Pick out every line of the items below that contains the word "grille", and copy each of those lines.

> Task material:

--------------------

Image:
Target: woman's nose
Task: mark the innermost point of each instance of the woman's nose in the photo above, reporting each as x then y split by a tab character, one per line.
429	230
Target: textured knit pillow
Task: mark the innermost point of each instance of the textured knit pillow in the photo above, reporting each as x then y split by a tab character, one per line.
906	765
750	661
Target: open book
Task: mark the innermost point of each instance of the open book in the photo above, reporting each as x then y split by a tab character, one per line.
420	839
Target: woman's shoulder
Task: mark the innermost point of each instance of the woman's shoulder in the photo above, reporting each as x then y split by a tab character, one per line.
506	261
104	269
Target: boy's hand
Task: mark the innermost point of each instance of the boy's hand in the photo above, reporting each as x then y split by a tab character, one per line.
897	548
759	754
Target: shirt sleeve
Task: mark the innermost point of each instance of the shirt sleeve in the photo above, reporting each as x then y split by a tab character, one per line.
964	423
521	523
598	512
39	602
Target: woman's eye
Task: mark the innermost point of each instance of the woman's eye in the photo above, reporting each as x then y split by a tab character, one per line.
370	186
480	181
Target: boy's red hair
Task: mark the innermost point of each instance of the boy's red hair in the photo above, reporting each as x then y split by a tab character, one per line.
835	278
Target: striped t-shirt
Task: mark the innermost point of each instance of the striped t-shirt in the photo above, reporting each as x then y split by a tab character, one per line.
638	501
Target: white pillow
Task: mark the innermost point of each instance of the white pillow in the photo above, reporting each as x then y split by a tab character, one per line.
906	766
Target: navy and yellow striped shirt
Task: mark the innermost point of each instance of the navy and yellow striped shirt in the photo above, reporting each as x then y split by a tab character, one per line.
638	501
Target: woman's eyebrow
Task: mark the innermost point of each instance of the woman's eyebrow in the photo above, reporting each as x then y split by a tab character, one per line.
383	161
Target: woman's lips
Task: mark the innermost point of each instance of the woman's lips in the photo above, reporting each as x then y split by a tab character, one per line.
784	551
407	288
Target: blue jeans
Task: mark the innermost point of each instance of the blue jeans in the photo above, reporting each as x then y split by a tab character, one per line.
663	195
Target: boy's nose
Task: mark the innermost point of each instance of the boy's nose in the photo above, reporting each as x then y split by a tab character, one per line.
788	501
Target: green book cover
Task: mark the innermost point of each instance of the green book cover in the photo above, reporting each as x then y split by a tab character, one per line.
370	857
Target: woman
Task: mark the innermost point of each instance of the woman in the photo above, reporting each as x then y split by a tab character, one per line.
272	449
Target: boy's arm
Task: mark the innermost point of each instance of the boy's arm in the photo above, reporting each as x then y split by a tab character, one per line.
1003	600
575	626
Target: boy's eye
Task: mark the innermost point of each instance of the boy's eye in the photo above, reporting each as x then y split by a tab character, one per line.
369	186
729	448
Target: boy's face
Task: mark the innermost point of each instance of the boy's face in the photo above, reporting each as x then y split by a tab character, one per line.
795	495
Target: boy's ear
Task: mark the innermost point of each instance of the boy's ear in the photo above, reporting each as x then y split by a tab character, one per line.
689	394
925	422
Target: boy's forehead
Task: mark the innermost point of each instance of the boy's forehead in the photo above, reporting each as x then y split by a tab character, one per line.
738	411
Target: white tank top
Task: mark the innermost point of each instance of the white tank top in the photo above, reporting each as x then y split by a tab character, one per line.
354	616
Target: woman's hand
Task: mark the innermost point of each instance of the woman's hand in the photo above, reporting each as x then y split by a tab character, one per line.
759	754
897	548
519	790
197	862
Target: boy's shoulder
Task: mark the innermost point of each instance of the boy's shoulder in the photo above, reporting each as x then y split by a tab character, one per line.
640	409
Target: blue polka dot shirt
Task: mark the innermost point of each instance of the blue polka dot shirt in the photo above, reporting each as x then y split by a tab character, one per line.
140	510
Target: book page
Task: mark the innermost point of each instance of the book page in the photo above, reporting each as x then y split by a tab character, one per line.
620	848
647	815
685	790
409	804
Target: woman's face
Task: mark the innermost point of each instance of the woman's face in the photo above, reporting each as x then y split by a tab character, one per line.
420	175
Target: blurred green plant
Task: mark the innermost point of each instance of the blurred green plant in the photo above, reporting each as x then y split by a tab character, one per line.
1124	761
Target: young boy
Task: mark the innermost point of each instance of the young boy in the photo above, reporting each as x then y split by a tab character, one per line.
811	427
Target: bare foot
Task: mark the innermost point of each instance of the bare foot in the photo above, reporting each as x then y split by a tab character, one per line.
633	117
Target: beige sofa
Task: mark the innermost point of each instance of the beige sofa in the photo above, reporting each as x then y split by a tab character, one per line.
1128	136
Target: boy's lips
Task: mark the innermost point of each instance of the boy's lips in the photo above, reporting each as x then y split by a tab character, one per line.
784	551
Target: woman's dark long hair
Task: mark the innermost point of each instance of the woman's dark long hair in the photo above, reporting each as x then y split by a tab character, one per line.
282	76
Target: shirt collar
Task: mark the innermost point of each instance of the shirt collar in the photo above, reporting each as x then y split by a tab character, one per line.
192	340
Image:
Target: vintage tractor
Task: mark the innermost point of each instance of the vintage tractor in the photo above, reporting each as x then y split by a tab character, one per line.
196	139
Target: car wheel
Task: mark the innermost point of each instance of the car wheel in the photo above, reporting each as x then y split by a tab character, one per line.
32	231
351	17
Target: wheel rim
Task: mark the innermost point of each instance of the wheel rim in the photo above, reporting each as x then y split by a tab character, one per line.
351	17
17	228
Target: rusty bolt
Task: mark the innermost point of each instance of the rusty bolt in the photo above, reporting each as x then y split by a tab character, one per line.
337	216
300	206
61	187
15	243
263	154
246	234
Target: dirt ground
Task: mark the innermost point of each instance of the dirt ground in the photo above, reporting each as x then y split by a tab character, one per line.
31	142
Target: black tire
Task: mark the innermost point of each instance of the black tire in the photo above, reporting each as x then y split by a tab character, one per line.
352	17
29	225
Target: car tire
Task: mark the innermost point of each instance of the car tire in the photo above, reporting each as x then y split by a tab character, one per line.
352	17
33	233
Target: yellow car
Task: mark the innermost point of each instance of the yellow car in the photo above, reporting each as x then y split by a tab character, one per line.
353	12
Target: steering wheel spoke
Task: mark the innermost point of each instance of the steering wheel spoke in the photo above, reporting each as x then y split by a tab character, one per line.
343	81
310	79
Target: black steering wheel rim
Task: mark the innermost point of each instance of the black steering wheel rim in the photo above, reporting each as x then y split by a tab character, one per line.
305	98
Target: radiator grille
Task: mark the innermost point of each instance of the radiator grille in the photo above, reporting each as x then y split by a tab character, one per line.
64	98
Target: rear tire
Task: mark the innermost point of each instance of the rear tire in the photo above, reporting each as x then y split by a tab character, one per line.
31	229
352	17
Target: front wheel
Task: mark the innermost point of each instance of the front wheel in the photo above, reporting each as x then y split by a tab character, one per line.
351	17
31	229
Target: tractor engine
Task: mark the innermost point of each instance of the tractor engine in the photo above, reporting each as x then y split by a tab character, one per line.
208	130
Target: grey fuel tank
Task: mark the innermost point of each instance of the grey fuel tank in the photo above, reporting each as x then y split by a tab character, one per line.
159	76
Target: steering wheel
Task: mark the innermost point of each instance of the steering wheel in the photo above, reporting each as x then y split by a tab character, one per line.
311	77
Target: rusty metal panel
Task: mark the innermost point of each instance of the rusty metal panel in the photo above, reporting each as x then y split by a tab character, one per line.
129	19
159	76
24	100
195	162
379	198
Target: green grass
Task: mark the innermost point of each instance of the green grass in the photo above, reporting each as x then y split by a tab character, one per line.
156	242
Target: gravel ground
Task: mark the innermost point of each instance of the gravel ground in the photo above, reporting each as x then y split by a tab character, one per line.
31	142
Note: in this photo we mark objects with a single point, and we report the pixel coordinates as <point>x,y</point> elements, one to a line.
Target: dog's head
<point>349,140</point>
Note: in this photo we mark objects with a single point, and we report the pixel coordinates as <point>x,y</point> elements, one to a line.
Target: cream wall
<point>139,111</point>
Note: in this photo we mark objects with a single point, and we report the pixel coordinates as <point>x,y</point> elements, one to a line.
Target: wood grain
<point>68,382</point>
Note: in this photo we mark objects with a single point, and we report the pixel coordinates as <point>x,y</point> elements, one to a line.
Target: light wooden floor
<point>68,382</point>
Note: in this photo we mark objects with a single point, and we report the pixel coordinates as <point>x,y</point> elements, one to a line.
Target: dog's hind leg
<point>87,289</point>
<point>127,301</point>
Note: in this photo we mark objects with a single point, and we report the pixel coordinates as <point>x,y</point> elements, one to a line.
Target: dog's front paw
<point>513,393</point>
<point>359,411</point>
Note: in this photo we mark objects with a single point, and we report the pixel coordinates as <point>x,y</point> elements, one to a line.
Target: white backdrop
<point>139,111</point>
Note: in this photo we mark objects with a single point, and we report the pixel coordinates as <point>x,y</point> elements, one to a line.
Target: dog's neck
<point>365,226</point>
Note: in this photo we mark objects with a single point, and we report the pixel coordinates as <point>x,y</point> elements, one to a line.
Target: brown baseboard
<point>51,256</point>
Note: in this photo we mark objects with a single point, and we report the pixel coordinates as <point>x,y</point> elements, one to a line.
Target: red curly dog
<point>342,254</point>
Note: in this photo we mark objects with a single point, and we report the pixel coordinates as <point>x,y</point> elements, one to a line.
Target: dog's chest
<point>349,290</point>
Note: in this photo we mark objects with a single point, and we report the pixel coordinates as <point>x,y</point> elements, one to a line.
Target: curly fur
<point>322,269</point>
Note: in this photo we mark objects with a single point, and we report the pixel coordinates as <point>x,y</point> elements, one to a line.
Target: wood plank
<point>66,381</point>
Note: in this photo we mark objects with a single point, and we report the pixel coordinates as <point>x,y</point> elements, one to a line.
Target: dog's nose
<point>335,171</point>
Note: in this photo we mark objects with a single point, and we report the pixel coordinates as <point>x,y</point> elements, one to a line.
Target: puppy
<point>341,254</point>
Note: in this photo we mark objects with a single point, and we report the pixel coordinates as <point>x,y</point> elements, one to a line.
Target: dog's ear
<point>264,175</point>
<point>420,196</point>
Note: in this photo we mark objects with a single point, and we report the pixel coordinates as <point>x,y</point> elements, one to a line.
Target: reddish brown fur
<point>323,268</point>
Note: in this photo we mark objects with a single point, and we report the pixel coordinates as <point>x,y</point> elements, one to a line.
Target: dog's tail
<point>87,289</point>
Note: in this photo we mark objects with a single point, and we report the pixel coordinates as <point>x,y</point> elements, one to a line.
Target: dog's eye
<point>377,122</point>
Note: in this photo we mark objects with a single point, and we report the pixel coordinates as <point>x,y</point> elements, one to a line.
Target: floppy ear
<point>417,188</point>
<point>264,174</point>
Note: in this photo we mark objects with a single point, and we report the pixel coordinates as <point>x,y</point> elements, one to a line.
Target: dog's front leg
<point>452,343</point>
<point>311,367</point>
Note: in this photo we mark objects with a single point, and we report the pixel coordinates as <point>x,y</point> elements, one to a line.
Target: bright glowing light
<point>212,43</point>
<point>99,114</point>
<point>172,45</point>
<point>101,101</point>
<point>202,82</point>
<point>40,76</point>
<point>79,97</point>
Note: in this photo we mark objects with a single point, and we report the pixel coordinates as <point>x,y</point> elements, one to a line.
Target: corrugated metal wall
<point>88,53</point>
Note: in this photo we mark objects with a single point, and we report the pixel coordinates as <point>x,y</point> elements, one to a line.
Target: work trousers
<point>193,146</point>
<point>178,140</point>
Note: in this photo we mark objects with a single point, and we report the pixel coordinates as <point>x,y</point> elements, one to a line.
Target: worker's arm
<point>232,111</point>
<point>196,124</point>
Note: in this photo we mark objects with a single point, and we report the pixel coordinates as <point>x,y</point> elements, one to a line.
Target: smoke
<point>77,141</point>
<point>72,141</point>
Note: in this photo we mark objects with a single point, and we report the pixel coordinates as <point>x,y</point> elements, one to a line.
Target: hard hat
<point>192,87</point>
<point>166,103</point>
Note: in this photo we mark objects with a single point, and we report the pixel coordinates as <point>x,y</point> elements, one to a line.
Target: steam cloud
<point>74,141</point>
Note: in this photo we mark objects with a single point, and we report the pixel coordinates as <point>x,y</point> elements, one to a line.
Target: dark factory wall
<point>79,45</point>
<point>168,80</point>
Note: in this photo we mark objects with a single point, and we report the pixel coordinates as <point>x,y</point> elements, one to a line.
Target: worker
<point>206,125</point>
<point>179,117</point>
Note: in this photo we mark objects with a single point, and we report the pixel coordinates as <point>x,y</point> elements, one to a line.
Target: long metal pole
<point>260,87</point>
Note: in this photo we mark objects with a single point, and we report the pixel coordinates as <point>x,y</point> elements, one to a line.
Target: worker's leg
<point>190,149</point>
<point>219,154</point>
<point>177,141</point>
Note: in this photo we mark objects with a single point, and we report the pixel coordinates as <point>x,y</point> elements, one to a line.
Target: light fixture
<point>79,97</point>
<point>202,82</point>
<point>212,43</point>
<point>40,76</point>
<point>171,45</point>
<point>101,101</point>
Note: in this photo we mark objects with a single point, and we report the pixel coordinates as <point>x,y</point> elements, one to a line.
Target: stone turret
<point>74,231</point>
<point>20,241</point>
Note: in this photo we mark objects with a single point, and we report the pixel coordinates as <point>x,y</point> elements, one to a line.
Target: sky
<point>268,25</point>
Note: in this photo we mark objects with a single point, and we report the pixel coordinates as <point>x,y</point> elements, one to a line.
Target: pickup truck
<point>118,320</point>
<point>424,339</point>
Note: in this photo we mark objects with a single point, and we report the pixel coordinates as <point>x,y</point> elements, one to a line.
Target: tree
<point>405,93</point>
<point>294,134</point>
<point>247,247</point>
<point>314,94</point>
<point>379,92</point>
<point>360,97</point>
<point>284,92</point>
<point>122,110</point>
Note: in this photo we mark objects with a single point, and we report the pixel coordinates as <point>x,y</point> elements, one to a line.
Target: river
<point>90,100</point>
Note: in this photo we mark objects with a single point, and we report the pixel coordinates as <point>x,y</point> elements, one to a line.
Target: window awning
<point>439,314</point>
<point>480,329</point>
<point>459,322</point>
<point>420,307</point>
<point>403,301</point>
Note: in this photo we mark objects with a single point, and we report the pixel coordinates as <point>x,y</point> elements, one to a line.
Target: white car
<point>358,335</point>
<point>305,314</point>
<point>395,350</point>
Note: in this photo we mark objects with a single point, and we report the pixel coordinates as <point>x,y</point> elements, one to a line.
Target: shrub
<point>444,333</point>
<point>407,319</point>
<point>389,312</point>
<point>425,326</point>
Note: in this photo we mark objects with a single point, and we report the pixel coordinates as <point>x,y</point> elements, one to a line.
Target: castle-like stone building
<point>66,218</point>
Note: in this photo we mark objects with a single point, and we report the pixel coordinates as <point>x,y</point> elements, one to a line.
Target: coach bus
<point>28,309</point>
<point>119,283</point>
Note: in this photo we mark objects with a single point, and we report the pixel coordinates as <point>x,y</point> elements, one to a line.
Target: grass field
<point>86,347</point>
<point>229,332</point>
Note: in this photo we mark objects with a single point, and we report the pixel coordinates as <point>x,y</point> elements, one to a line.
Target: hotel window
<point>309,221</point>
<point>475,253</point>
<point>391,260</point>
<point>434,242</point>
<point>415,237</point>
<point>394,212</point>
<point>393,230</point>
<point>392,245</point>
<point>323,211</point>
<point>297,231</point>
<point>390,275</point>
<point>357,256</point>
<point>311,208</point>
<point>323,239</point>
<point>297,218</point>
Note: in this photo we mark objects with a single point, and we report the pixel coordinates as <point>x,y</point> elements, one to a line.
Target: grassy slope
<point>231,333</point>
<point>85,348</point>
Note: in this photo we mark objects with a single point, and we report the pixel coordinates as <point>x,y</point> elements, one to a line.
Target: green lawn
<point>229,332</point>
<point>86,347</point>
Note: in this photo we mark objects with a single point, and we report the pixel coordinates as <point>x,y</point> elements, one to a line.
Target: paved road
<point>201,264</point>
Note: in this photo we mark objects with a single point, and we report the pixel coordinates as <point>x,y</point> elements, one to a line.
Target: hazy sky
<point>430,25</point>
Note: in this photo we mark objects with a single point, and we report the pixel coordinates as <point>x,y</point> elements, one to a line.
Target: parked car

--------------------

> Correct response:
Target: radiator grille
Task: mark the innermost point of each instance of the radiator grille in the photo above, reporting each as x then y split by a tab character, one per line.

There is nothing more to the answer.